> _WRITTEN INSTRUCTION 1_
Replace "marker" with "pin" in the records, covering everything from the line containing "TARGET = spectator" down to the end of the records. Give back only those lines, with nothing else changed.

> _EXCERPT PROVIDED_
The Classic Mainstream of
English Bible Translation

1

THE TRANSLATIONS THAT MAKE UP THE TRADITION

When the translation committee of the Revised Standard Version (1952) composed its preface, it spoke of “the great Tyndale–King James tradition.” The preface to the New Revised Standard Version (1989) likewise identifies something called “the great tradition of the King James Bible and its predecessors.” And the preface to the English Standard Version (ESV; 2001) speaks of “the Tyndale–King James legacy.” The purpose of this chapter is to flesh out what these phrases mean.
Four things are worthy of note at the outset: (1) The tradition consists of multiple English translations of the Bible. (2) These individual translations have so much in common that they constitute a single tradition, distinct from alternatives that emerged along the way, beginning with the Revised Version (1885) and accelerating with the rise of dynamic equivalent translations in the middle of the twentieth century. (3) This family of translations was dominant from Wycliffite beginnings (ca. 1380) right through the middle of the twentieth century. (4) The King James Version (KJV; 1611) was the final codification of preceding translations, and it became the channel through which the tradition maintained its dominance, explaining why the tradition is always identified with the KJV.
THE HEADWATERS
The great tradition begins not with William Tyndale but a century and a half earlier with John Wycliffe (“morning star of the Reformation,” as he is called). Wycliffe’s translation is more accurately called the Wycliffite translation, because it was chiefly the work of Wycliffe’s associates rather than Wycliffe himself. Additionally, it is important to know that the Wycliffite translators actually produced two versions of the Bible: one a literal translation from the Latin Vulgate and a second translation that had more of an eye on the English receptor language than on Latin, which in this case was the donor language. The complete Bible appeared around 1380.

> _ENTRIES PROVIDED_
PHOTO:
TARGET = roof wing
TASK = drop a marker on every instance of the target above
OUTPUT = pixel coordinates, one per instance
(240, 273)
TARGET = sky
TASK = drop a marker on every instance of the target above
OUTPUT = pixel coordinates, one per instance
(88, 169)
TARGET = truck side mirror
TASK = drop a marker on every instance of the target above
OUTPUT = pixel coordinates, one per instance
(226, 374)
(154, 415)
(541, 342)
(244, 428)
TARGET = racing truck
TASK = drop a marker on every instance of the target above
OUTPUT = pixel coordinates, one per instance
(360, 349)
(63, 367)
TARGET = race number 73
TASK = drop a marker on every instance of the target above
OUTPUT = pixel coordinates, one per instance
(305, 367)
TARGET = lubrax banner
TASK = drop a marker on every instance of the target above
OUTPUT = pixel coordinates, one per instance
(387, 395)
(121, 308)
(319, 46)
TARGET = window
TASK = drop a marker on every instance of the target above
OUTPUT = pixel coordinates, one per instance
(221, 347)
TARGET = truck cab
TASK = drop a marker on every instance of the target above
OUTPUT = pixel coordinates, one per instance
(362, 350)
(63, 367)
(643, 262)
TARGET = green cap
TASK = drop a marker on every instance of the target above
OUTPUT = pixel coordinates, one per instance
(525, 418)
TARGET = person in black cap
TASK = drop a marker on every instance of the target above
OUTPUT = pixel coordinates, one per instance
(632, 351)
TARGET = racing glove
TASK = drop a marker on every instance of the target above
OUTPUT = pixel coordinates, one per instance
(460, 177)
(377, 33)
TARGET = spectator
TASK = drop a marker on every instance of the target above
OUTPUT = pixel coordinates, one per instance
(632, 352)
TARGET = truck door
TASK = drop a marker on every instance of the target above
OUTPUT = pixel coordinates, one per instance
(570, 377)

> _WRITTEN INSTRUCTION 2_
Write out the whole excerpt on English Bible translation word for word.

> _TASK RESULT 1_
TARGET = spectator
TASK = drop a pin on every instance of the target above
OUTPUT = pixel coordinates, one per instance
(632, 352)
TARGET = truck door
TASK = drop a pin on every instance of the target above
OUTPUT = pixel coordinates, one per instance
(570, 377)

> _TASK RESULT 2_
The Classic Mainstream of
English Bible Translation

1

THE TRANSLATIONS THAT MAKE UP THE TRADITION

When the translation committee of the Revised Standard Version (1952) composed its preface, it spoke of “the great Tyndale–King James tradition.” The preface to the New Revised Standard Version (1989) likewise identifies something called “the great tradition of the King James Bible and its predecessors.” And the preface to the English Standard Version (ESV; 2001) speaks of “the Tyndale–King James legacy.” The purpose of this chapter is to flesh out what these phrases mean.
Four things are worthy of note at the outset: (1) The tradition consists of multiple English translations of the Bible. (2) These individual translations have so much in common that they constitute a single tradition, distinct from alternatives that emerged along the way, beginning with the Revised Version (1885) and accelerating with the rise of dynamic equivalent translations in the middle of the twentieth century. (3) This family of translations was dominant from Wycliffite beginnings (ca. 1380) right through the middle of the twentieth century. (4) The King James Version (KJV; 1611) was the final codification of preceding translations, and it became the channel through which the tradition maintained its dominance, explaining why the tradition is always identified with the KJV.
THE HEADWATERS
The great tradition begins not with William Tyndale but a century and a half earlier with John Wycliffe (“morning star of the Reformation,” as he is called). Wycliffe’s translation is more accurately called the Wycliffite translation, because it was chiefly the work of Wycliffe’s associates rather than Wycliffe himself. Additionally, it is important to know that the Wycliffite translators actually produced two versions of the Bible: one a literal translation from the Latin Vulgate and a second translation that had more of an eye on the English receptor language than on Latin, which in this case was the donor language. The complete Bible appeared around 1380.